» WHAT IS REQUIRED: Find the string "Please" in the records and copy each line where it occurs.

[Stored items from a collection]
+===+

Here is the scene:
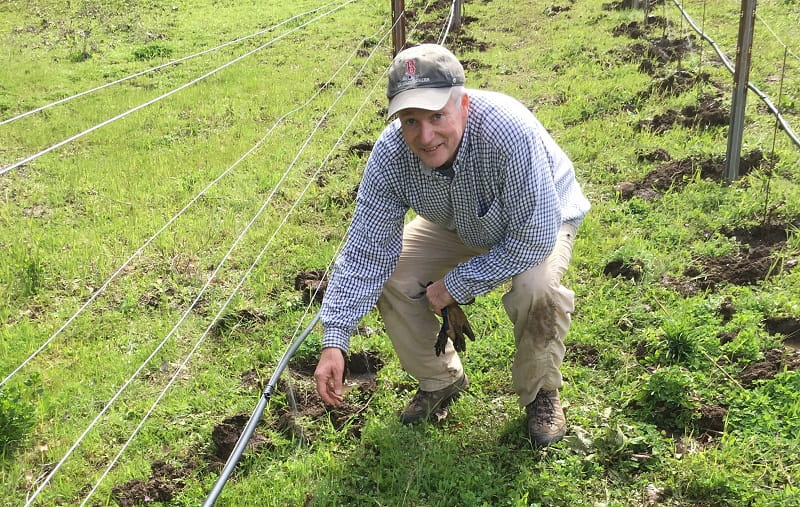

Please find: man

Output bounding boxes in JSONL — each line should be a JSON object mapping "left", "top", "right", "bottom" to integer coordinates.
{"left": 314, "top": 44, "right": 590, "bottom": 446}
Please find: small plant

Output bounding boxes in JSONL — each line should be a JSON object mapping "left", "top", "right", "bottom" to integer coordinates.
{"left": 635, "top": 366, "right": 698, "bottom": 429}
{"left": 0, "top": 385, "right": 36, "bottom": 456}
{"left": 660, "top": 318, "right": 699, "bottom": 365}
{"left": 133, "top": 43, "right": 173, "bottom": 61}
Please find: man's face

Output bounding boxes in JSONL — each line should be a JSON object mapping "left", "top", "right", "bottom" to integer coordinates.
{"left": 397, "top": 91, "right": 469, "bottom": 169}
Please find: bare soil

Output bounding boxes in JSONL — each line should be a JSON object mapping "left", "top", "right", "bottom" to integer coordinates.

+===+

» ANSWER TO THIS EXERCISE:
Please find: man
Please find: small plant
Please find: man's face
Please find: bare soil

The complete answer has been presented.